From the records that follow, copy every line that contains the word "marker".

Natural-language object grounding data:
------------------------------
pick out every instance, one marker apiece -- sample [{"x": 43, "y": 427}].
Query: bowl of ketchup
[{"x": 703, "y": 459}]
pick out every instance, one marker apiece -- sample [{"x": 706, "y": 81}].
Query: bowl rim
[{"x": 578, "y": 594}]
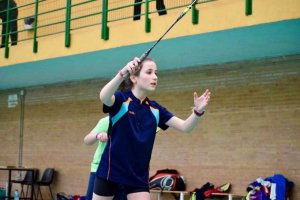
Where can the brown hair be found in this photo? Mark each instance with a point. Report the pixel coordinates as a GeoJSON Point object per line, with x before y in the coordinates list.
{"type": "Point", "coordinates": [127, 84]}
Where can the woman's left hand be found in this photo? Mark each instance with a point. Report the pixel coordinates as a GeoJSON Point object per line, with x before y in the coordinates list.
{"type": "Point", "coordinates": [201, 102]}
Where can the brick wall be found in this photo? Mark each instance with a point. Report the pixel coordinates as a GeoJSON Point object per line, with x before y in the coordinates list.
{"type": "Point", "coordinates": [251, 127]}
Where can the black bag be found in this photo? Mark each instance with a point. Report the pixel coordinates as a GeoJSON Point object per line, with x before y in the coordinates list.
------------------------------
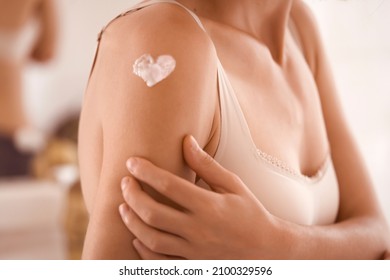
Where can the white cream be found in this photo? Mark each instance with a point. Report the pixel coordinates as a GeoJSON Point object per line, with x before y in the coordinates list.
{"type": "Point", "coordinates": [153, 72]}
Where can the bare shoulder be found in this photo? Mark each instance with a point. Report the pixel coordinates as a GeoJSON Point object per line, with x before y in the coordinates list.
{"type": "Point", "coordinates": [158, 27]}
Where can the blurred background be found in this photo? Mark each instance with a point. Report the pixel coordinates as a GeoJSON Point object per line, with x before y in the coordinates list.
------------------------------
Written answer:
pick out every instance, one marker apiece -- sample [{"x": 43, "y": 427}].
pick out every instance, one marker apiece -- sample [{"x": 706, "y": 81}].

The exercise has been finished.